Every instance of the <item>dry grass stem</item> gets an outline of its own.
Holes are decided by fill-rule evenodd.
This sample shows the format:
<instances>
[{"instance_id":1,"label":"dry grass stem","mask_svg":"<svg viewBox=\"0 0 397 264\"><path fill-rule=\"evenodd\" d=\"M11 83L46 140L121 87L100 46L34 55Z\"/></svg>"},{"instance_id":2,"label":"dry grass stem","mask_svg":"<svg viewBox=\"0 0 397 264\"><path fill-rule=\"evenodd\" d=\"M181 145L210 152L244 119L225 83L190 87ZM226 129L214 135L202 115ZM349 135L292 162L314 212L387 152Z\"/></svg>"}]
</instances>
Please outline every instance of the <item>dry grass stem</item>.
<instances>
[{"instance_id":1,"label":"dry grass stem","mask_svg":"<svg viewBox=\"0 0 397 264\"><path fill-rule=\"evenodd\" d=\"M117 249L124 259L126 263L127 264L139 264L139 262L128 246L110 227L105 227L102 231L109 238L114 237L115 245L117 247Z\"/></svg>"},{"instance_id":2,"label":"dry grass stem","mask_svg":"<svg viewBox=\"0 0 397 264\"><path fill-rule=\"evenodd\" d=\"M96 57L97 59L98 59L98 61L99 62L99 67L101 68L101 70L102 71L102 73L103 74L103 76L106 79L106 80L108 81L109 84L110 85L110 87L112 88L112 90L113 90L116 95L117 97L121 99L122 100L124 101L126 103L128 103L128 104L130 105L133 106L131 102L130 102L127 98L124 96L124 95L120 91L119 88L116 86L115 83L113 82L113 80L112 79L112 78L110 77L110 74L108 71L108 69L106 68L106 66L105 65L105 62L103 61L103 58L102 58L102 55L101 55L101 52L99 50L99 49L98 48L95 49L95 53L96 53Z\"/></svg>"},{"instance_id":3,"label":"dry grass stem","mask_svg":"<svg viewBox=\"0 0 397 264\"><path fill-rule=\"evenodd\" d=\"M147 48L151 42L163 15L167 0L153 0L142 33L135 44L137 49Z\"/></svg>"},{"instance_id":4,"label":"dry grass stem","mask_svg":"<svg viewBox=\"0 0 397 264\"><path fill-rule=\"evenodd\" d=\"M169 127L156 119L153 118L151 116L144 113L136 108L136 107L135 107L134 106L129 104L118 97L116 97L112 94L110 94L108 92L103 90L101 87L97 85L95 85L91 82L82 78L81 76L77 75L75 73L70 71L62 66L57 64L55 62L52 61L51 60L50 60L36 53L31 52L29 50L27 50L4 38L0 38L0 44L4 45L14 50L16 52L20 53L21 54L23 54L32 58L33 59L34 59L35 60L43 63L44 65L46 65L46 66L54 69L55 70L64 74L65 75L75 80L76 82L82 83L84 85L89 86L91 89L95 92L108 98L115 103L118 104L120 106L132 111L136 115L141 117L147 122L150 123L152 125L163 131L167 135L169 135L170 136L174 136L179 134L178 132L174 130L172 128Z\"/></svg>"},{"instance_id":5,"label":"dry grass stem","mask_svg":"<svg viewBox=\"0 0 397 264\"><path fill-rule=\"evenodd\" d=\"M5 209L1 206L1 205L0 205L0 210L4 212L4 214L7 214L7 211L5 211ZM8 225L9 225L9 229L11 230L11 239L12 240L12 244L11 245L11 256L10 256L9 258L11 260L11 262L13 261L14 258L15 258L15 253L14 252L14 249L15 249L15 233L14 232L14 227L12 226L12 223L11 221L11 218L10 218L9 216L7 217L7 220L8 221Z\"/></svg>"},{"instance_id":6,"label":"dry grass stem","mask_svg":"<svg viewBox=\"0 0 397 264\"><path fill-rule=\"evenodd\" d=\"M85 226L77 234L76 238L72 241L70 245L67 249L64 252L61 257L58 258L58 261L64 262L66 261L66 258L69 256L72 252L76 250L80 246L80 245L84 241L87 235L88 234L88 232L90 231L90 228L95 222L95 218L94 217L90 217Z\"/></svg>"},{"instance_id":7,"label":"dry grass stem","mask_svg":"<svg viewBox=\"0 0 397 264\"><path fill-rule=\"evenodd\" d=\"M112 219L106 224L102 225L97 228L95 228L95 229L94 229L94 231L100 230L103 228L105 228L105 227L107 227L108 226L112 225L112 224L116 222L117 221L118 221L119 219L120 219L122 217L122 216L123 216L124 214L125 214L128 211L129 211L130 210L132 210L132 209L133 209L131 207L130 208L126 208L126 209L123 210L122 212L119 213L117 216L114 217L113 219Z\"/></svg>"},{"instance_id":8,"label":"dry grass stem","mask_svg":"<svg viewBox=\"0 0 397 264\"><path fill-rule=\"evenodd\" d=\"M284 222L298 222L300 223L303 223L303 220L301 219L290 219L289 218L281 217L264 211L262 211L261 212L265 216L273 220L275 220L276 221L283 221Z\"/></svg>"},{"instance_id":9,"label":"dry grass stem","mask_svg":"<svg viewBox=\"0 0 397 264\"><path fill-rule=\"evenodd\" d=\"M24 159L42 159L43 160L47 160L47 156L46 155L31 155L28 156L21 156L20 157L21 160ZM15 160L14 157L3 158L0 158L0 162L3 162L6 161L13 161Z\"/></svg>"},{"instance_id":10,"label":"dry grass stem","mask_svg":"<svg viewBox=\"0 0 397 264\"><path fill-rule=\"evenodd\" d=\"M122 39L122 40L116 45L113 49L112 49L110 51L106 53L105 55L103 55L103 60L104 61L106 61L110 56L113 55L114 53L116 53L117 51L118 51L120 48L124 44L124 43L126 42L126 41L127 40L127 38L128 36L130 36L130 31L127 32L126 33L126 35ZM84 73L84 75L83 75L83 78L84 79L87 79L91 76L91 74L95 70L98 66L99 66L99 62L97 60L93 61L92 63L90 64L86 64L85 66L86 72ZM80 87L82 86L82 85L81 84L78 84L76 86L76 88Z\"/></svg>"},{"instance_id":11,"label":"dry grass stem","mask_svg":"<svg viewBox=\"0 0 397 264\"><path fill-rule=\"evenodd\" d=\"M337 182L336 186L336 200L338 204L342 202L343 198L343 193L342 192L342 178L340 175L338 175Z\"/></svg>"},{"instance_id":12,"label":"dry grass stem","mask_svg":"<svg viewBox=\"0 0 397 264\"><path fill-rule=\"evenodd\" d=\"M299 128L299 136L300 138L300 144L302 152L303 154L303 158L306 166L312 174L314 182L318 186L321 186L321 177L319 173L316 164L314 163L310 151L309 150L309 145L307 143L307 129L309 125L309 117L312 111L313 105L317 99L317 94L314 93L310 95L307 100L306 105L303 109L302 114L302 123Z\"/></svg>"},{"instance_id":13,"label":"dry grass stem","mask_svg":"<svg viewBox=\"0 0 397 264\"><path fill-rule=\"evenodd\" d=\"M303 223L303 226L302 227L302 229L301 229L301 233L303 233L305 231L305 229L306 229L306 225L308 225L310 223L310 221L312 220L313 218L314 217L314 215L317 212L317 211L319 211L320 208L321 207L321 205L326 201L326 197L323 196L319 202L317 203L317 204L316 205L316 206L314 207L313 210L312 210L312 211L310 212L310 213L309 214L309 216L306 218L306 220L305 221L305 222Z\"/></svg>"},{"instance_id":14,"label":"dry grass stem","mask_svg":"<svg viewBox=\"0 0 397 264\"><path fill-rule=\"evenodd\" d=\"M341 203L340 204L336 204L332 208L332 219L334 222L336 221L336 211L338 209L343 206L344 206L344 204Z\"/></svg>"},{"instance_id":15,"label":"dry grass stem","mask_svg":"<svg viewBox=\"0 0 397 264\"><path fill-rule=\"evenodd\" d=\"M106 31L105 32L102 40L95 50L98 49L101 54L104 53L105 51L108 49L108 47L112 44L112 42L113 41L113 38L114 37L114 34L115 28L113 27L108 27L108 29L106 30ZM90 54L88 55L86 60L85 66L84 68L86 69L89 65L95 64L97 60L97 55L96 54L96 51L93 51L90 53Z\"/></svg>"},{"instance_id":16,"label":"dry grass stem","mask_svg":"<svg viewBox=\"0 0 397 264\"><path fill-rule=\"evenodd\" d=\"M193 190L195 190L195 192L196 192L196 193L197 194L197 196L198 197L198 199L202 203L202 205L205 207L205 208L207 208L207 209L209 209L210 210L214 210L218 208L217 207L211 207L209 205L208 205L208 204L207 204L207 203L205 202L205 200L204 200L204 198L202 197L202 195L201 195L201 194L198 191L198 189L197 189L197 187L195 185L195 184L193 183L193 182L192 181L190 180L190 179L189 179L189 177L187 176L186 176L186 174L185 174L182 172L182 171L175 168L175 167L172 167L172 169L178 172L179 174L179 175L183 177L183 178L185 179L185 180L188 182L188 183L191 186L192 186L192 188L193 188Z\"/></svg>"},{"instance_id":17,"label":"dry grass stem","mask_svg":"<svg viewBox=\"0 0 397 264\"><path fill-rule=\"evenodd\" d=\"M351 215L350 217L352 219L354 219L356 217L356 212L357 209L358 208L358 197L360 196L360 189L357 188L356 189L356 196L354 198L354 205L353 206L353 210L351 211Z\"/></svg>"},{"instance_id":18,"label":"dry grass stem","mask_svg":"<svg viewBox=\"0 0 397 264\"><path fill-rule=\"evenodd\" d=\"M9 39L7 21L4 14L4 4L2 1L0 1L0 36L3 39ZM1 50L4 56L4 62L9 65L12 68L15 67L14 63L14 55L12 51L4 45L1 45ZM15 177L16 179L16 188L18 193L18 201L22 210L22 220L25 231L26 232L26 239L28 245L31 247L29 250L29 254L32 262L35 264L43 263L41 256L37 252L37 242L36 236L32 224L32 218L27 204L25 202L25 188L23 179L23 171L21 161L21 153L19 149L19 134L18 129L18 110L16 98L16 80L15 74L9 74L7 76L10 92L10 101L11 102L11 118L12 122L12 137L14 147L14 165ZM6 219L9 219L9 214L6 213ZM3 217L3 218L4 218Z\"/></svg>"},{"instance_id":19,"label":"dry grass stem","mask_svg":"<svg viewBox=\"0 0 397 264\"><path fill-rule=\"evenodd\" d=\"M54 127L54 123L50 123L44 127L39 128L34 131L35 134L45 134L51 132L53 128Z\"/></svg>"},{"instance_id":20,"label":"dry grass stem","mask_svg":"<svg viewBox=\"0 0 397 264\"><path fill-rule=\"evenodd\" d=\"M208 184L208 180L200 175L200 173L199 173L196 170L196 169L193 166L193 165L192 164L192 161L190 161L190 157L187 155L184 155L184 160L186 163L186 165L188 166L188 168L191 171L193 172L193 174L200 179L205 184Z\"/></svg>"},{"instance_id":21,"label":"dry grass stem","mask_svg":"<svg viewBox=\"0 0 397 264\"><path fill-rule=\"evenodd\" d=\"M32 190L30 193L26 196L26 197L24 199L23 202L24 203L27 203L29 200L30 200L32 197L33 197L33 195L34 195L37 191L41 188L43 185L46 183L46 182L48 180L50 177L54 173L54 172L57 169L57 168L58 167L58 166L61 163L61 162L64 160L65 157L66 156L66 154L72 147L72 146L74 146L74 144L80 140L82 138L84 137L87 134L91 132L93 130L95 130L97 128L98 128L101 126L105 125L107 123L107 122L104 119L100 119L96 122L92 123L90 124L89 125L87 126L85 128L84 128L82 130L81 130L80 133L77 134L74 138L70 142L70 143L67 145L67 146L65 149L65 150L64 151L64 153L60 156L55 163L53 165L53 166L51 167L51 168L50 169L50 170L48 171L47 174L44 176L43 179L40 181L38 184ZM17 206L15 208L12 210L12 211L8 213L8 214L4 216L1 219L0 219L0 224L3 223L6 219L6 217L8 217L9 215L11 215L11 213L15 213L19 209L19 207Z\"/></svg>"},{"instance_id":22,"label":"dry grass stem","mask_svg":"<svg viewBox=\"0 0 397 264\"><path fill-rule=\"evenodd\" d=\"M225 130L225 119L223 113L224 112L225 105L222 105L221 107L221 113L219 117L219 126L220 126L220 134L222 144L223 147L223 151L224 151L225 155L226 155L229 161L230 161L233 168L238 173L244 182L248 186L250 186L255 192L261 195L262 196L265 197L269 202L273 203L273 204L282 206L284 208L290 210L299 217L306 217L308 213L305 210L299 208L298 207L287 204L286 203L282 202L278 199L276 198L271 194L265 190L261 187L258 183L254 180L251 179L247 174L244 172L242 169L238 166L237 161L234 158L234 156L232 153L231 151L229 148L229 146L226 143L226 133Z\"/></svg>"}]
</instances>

-*-*-

§ **SHORT TASK**
Pull every line from the items above that contains the word "outline" and copy each one out.

§ **EXERCISE SOLUTION**
Every instance of the <item>dry grass stem</item> gets an outline of its own.
Please outline every instance of the <item>dry grass stem</item>.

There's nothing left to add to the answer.